_PROBLEM DESCRIPTION_
For this exercise, reproduce each entry below exactly, excluding pictures.

(EXCERPTED DATA)

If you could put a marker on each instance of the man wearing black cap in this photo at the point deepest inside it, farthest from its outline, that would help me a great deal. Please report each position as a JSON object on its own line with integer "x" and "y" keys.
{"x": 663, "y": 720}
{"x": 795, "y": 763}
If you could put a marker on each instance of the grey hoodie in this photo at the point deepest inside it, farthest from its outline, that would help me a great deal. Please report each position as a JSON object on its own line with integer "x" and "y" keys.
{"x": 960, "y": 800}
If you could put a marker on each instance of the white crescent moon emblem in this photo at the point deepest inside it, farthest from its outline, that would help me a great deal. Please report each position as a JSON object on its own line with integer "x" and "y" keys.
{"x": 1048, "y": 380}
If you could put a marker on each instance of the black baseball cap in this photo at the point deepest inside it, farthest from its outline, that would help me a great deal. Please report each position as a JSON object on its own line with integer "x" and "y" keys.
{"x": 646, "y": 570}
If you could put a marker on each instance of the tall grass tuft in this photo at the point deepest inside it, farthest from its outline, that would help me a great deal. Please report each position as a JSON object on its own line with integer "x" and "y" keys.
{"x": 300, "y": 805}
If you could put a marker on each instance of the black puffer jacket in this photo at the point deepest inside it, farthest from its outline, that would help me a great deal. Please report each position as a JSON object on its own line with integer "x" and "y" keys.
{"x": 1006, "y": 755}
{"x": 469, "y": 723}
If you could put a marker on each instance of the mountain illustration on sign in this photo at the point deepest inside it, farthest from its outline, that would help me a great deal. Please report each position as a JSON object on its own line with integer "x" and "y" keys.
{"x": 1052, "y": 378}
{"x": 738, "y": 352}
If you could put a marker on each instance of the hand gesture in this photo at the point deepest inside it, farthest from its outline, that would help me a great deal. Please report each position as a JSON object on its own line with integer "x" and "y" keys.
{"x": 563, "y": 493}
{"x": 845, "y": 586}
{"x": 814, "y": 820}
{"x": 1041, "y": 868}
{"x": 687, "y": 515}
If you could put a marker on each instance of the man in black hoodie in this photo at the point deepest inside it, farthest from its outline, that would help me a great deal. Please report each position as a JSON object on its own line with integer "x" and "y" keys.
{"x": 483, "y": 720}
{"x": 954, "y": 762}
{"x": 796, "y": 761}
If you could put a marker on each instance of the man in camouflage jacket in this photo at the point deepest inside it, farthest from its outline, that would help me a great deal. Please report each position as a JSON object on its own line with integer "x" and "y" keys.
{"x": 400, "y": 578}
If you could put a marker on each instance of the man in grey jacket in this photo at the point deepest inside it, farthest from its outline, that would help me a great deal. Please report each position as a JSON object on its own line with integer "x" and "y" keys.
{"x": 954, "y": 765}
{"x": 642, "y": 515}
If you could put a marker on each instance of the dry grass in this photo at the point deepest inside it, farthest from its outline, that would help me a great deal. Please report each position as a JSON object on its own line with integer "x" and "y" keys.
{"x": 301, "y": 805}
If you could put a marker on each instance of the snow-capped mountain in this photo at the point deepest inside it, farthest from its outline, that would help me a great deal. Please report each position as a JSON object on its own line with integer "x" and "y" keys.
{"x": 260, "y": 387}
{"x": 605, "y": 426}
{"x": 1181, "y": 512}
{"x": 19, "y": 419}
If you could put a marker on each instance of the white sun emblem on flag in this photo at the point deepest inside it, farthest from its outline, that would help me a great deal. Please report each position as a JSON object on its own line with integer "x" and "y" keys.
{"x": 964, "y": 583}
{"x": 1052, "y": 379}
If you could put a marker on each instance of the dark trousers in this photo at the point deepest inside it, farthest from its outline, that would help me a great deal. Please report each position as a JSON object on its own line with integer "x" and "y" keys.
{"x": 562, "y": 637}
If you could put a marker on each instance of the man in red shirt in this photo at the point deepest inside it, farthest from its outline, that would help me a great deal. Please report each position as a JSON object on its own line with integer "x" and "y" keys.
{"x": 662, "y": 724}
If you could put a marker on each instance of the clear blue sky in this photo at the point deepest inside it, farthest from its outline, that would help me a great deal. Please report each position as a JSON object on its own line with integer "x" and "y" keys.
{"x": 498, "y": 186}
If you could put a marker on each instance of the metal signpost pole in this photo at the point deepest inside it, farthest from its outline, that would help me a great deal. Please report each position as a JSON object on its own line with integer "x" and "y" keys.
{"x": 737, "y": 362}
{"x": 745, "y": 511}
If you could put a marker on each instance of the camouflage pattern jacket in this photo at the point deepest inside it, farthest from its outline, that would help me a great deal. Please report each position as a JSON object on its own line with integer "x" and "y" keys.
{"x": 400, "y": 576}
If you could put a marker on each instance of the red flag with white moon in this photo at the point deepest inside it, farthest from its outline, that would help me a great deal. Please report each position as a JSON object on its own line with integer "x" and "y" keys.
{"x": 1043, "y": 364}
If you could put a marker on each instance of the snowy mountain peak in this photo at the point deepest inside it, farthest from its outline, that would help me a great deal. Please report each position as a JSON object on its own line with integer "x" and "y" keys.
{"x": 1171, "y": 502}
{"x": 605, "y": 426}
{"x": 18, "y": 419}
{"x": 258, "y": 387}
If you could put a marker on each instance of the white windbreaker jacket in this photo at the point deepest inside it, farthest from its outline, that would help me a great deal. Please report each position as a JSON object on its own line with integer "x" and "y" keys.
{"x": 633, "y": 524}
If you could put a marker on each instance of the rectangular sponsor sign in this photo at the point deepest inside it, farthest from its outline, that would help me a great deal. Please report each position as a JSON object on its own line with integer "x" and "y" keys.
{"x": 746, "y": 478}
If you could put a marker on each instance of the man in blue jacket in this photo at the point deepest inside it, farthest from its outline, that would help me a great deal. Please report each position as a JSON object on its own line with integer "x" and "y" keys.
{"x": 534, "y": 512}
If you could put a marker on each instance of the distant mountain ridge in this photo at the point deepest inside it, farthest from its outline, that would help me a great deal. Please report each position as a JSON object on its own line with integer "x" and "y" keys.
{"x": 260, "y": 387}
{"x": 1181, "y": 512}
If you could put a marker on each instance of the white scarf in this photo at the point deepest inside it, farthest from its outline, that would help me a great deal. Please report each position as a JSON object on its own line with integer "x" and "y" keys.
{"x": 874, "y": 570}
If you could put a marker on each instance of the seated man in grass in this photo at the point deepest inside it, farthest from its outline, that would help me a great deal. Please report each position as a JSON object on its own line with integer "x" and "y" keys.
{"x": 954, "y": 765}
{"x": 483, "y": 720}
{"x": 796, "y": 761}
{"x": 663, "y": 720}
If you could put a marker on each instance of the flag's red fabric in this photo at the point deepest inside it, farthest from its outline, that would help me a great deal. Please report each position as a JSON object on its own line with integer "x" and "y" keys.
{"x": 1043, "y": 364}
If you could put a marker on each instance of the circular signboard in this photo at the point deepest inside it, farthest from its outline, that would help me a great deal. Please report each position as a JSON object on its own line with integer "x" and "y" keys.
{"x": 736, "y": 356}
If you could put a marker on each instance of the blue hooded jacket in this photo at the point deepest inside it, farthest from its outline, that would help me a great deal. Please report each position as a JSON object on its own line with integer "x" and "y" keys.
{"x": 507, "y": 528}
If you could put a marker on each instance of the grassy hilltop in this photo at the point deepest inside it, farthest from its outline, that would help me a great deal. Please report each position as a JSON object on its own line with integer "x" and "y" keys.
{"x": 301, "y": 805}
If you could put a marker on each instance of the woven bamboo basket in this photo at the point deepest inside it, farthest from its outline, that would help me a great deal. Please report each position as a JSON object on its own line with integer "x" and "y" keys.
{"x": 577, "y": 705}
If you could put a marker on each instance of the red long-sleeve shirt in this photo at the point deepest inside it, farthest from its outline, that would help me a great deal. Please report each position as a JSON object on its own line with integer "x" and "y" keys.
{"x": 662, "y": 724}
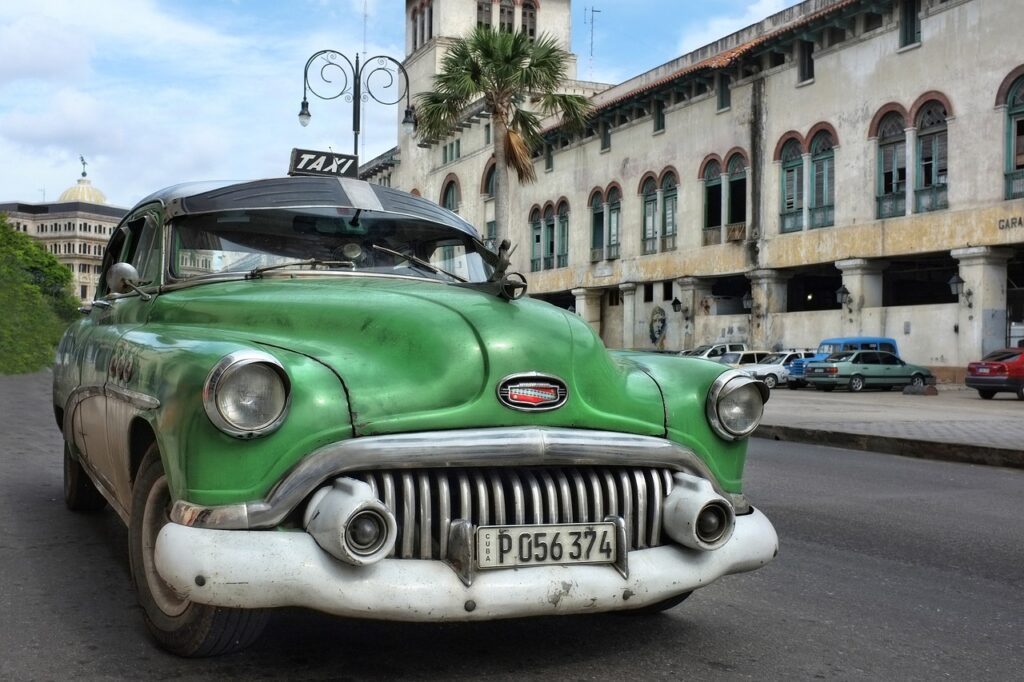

(End EXCERPTED DATA)

_YOUR SOLUTION_
If you could put a marker on each instance of the man wearing black cap in this photo at the point deepest inside it, farthest from its outline, that would help me a great deal. Please report each position as a JSON object on its own line with integer "x" and "y" keys.
{"x": 663, "y": 720}
{"x": 795, "y": 763}
If you could put a marker on each instance of the grey hoodie in this photo at the point deepest inside it, farthest from its outline, that would help me a great deal. Please report each position as a JSON object on its own line with integer "x" and "y" keys.
{"x": 960, "y": 800}
If you could put a marker on each instance of the white crescent moon emblem in this photo at the point deepest inside it, farthest from its outline, that would help me a great deal. Please report each position as a JSON object on its own line with integer "x" and "y" keys.
{"x": 1048, "y": 380}
If you could put a marker on each instance of the black baseball cap in this photo at the point deepest inside it, farthest from its outline, that would help me a great deal. Please report each position as a JSON object on its own line with integer "x" and "y" keys.
{"x": 646, "y": 570}
If you could put a marker on each instance of the tall grass tuft in this photo at the point deepest inside it, farthest from its outline, that would help me a great deal. Please report each position as a JSON object on its own line with integer "x" and "y" keys.
{"x": 300, "y": 805}
If you could put a marker on each instance of the black puffer jacket in this photo at the point deepest inside it, farthest from its outline, that would help me a great deal. Please report each position as a JSON object on its own line with integer "x" and "y" keys.
{"x": 1006, "y": 755}
{"x": 469, "y": 723}
If you could put a marker on each instance of the mountain illustration on sign in this photo at the point deepest inside it, farthest from its outline, that would help me a great deal. Please report each position as a JSON object on its own line with integer "x" and "y" keys.
{"x": 1052, "y": 378}
{"x": 738, "y": 352}
If you could put a marker on each instance of the hand gesture in this photo at the point deepest inside it, farthest from its outline, that would help me a great deal. Please report each position as a JSON object on its own line with integer "x" and "y" keys.
{"x": 563, "y": 493}
{"x": 845, "y": 586}
{"x": 814, "y": 820}
{"x": 1041, "y": 868}
{"x": 687, "y": 515}
If you could put a marker on each instance of the man in black hoodie in this photo at the point deepest inside it, farthest from its outline, that would help me a great deal. Please report each position as a JSON object on its own line with integer "x" and "y" keys.
{"x": 483, "y": 720}
{"x": 954, "y": 762}
{"x": 796, "y": 761}
If you could put a marker on each instance of the man in camouflage jacket in this photo at the point deepest inside it, farthest from its outline, that would help me a great deal. Please report each position as a JSON object on its own line with integer "x" and "y" keys.
{"x": 400, "y": 578}
If you could put a marker on each instance of the man in grey jacket in this photo at the point deepest inside it, farthest from its outline, that would help me a great deal. Please report each position as a JSON object on its own line with integer "x" and "y" keys.
{"x": 954, "y": 765}
{"x": 642, "y": 515}
If you could put a marker on each instance of the dry grass in this photo at the point deepest inside it, farthest from its outline, that would help me a great deal. Please report each position as a JSON object on its own line with integer "x" and "y" keys.
{"x": 301, "y": 805}
If you could put a marker on each instance of the snow-capped mountain in this photo at the point deepest inside it, farthest from its outline, that would help me a great deal. Please report each position as a JSON object on its own line with integer "x" and "y" keys.
{"x": 260, "y": 387}
{"x": 605, "y": 426}
{"x": 1181, "y": 512}
{"x": 19, "y": 419}
If you could put a marker on each instance of the white sun emblem on flag in this photo at the point deepest inside it, farthest from its outline, that would help me a great deal. Please report each position as a JSON object on its own line with integer "x" and "y" keys.
{"x": 964, "y": 583}
{"x": 1052, "y": 379}
If you could put a marker on each instance of the dark trousers in this photo at the point deepest inside it, farthest from its outline, that would help me a great deal. Please report each position as a JSON object on its own line with integer "x" and "y" keys.
{"x": 562, "y": 637}
If you could put a marker on each instance of the man in red shirt in this photo at the point deepest inside it, farthest from its outline, that would help me a great deal. Please report each position as a JSON object on its own line with integer "x" and "y" keys.
{"x": 662, "y": 724}
If you could put a marker on each instance of the clear blue sky in this photo at the point deepest inside it, farthest from its outline, that would help me a great deal. Please report each position as a JSON object on its own line with integer "x" and "y" keys.
{"x": 498, "y": 186}
If you could put a marker on each instance of the metal signpost pole in this photo at the point deepest inside it, farthest from its outline, that would help me a great deal. Please report each position as a JSON object on its own line with integer "x" and "y" keys.
{"x": 737, "y": 362}
{"x": 745, "y": 511}
If you could put a marker on each instance of the camouflage pattern jacket in this photo at the point deepest inside it, farthest from its outline, that would help me a great deal. Please report each position as a JSON object on its own line with integer "x" and "y" keys.
{"x": 400, "y": 576}
If you could put a marker on each instance of the red flag with white moon in this photo at the point deepest inside it, farthest from its outline, that would help me a great deal. Please report each position as a JSON object on its own line with integer "x" and "y" keys.
{"x": 1043, "y": 364}
If you could put a marker on each instance of the snowy mountain peak in this photo at the point deepest inside it, farthest from its outline, that would help me a great deal. Please report each position as a JSON object on its own line with integer "x" and "y" keys.
{"x": 1171, "y": 502}
{"x": 605, "y": 426}
{"x": 18, "y": 419}
{"x": 258, "y": 387}
If you could put a marker on each instance of the white windbreaker jacket in this photo at the point deepest inside it, farthest from its outline, that would help me a great deal. Please report each position as a JSON object on its own line with integer "x" and "y" keys.
{"x": 633, "y": 524}
If you could put a marker on each instance of the rectangular sponsor sign in this photo at the point deepest inside it, farthest from its outline, that would help me a great deal. Please report each position as a JSON object on its own line with integer "x" and "y" keys.
{"x": 746, "y": 478}
If you could put a marker on each instance of the man in blue jacket in this photo at the point deepest inside it, farthest from its outline, that would help me a great deal. Please report each position as a JSON object on its own line with integer "x" and "y" keys.
{"x": 534, "y": 512}
If you could put a marker on each instance of the distant mountain ridge in this photo at the point deepest inside it, farthest from its outline, that would help me a great deal. Please report each position as a JSON object on its own line with integer "x" and "y" keys.
{"x": 260, "y": 387}
{"x": 1181, "y": 512}
If you could put a marker on each instance of the white scarf in this photo at the point deepest inside it, farthest from its outline, that would help me a great deal. Please report each position as a JSON object on its own line with integer "x" and "y" keys.
{"x": 874, "y": 570}
If you could put a marker on each instance of the seated man in grass in this photo at the point deepest inside it, farthest from its outline, that would help me a great deal. Please report each position as a JSON object on its own line with integer "x" and "y" keys.
{"x": 954, "y": 765}
{"x": 483, "y": 720}
{"x": 796, "y": 761}
{"x": 663, "y": 720}
If you could put a marker on each instance of the flag's red fabric in this photo at the point deepest inside it, farthest from its outline, that would help me a great deal. Please report each position as a JSON object on its own line with integer "x" and "y" keys.
{"x": 1043, "y": 364}
If you could put a marker on each instance of the circular signboard in this photo at the point deepest inside it, farthest from its outline, that would help me a great deal. Please report each position as a JSON object on its own line with integer "x" and "y" keys.
{"x": 736, "y": 356}
If you could put a marker on each instance of the blue hooded jacket in this photo at the point deepest inside it, farthest from its outline, that would help me a great deal. Please report each position as a JSON object on its own line with integer "x" and "y" keys.
{"x": 507, "y": 528}
If you could put a marker on each instance of the grassy hilltop in this photo at the point deepest inside it, farthest from its outline, that would help me a great deal. Please report each position as a JSON object on its own line with integer "x" and "y" keys.
{"x": 301, "y": 805}
If you could put a marker on each instance of the woven bamboo basket in this photo at the point deepest inside it, farthest from its outline, that would help me a great deal. Please report each position as a JSON object on its own line with integer "x" and "y" keys.
{"x": 577, "y": 705}
If you could put a marker on each instance of the red long-sleeve shirt in this photo at the point deepest inside it, farthest from its outline, that would help me a great deal. Please report each position as a JSON object on its own line with integer "x" and "y" keys.
{"x": 662, "y": 724}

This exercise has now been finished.